(Photo-based point labeling data)
•••••

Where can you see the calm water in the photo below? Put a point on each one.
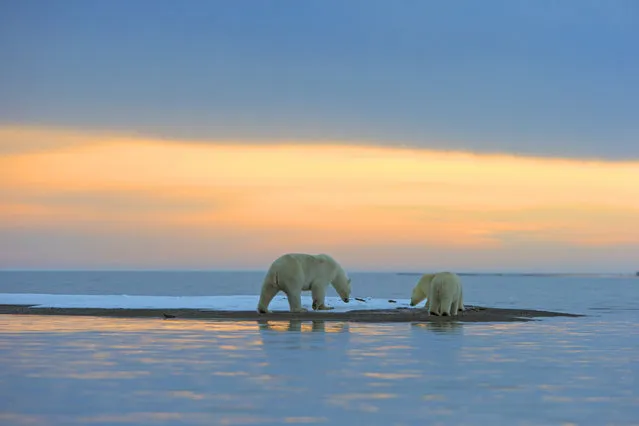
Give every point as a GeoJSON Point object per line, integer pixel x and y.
{"type": "Point", "coordinates": [68, 370]}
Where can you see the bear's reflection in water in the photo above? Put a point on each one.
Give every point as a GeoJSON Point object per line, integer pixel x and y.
{"type": "Point", "coordinates": [440, 326]}
{"type": "Point", "coordinates": [304, 326]}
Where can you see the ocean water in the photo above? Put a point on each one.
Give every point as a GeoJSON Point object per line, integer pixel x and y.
{"type": "Point", "coordinates": [555, 371]}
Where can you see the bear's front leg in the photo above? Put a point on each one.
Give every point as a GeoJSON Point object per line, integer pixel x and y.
{"type": "Point", "coordinates": [295, 301]}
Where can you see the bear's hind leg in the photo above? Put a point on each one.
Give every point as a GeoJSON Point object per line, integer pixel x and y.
{"type": "Point", "coordinates": [319, 295]}
{"type": "Point", "coordinates": [268, 293]}
{"type": "Point", "coordinates": [295, 301]}
{"type": "Point", "coordinates": [454, 308]}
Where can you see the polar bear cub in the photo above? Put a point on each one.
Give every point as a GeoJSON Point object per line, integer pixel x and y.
{"type": "Point", "coordinates": [293, 273]}
{"type": "Point", "coordinates": [444, 292]}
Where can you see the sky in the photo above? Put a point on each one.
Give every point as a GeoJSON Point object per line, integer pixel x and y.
{"type": "Point", "coordinates": [394, 135]}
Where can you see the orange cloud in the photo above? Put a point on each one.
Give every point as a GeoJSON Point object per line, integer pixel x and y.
{"type": "Point", "coordinates": [287, 196]}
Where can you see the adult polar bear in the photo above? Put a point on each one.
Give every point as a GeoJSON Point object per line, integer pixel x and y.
{"type": "Point", "coordinates": [444, 292]}
{"type": "Point", "coordinates": [293, 273]}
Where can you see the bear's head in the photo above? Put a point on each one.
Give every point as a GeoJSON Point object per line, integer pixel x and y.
{"type": "Point", "coordinates": [342, 285]}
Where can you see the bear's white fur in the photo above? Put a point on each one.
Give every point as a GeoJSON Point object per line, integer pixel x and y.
{"type": "Point", "coordinates": [293, 273]}
{"type": "Point", "coordinates": [444, 292]}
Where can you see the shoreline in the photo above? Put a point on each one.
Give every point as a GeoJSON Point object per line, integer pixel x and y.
{"type": "Point", "coordinates": [471, 314]}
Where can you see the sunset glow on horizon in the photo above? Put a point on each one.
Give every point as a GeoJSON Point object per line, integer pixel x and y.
{"type": "Point", "coordinates": [143, 202]}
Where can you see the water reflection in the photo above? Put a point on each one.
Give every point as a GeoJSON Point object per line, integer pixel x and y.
{"type": "Point", "coordinates": [440, 326]}
{"type": "Point", "coordinates": [70, 370]}
{"type": "Point", "coordinates": [304, 326]}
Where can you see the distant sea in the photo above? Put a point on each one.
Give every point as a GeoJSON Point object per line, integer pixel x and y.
{"type": "Point", "coordinates": [74, 370]}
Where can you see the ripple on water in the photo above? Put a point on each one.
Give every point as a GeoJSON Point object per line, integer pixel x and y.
{"type": "Point", "coordinates": [80, 371]}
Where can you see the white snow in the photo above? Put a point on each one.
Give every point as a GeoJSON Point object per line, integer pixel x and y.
{"type": "Point", "coordinates": [222, 303]}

•••••

### What is required:
Retype the entries word for word. Omit any images.

### Response to this task:
Where can you see the calm water in the photo below? Put a point on each one.
Give every point as a GeoJSON Point object per line, integer pixel x and y.
{"type": "Point", "coordinates": [68, 370]}
Where can you see the bear's reflection in water in the photo above? Put a point on each one.
Give every point as a GeoJSON Point object per line, integer pixel x and y.
{"type": "Point", "coordinates": [440, 326]}
{"type": "Point", "coordinates": [304, 326]}
Where can you see the ocean water in the photo above? Put a point on each one.
Give every point as a GeoJSON Point object per line, integer pixel x and y.
{"type": "Point", "coordinates": [555, 371]}
Where can you see the bear's front leg in the photo above? Put a point on each one.
Give every point as a GeoJSON Point object per line, integer pixel x and y.
{"type": "Point", "coordinates": [295, 301]}
Where can you see the bear's hind leg in the photo above? Put a point on each one.
Give every point as a GeoJSON Point object per line, integer pixel x and y.
{"type": "Point", "coordinates": [319, 295]}
{"type": "Point", "coordinates": [268, 293]}
{"type": "Point", "coordinates": [295, 301]}
{"type": "Point", "coordinates": [454, 308]}
Where can you see the polar bear cub in the photo above? Put a point on each one.
Give every point as a GeoJSON Point object per line, integer pixel x and y.
{"type": "Point", "coordinates": [293, 273]}
{"type": "Point", "coordinates": [444, 292]}
Where can you see the sky in the photo above? Put a point on each one.
Give every point as a GeoJSON Point object per line, integer pixel x and y.
{"type": "Point", "coordinates": [394, 135]}
Where can you see the orange cloud in the photo above? Put a point on each one.
Give every point as a GeoJSON Point object per line, integer pixel x and y.
{"type": "Point", "coordinates": [287, 196]}
Where can you see the adult polar bear in the photo above? Put a point on each one.
Give every point as a GeoJSON Point object per line, integer pixel x and y.
{"type": "Point", "coordinates": [444, 292]}
{"type": "Point", "coordinates": [293, 273]}
Where can you see the bear's head in the photo above? Put a point on each one.
Give every point as a GeoJSON Point object per line, integer pixel x and y.
{"type": "Point", "coordinates": [342, 285]}
Where can you see the bear's white fur in the photo above? Put a point on each one.
Give every point as a GeoJSON Point object per line, integer pixel x and y.
{"type": "Point", "coordinates": [293, 273]}
{"type": "Point", "coordinates": [444, 292]}
Where can you see the shoreline in the photo above? Put a point on each one.
Give every point as a GeoJSON Point object per line, integer pixel x and y.
{"type": "Point", "coordinates": [471, 314]}
Where can you see the sunset glow on horizon in the photo above? Put a point on each one.
Give every point as a GeoJSON Point object per line, integer pixel x and y.
{"type": "Point", "coordinates": [143, 202]}
Where can you see the water reflection in the photo above? Put a point on each one.
Give every point as a GeoJSON Point object per line, integer pixel x and y.
{"type": "Point", "coordinates": [440, 326]}
{"type": "Point", "coordinates": [70, 370]}
{"type": "Point", "coordinates": [304, 326]}
Where can you see the distant sea in the photo above? Put a point on each one.
Give every point as a GeoJSON Point object per line, integer pixel x and y.
{"type": "Point", "coordinates": [74, 370]}
Where can you see the ripple on water in the photo above? Put a point on each one.
Give every point as a GeoJSON Point object per line, integer pixel x and y.
{"type": "Point", "coordinates": [80, 371]}
Where can you see the white snow in the photo above? Put a point on each one.
Give every point as a GeoJSON Point object per line, integer pixel x and y.
{"type": "Point", "coordinates": [222, 303]}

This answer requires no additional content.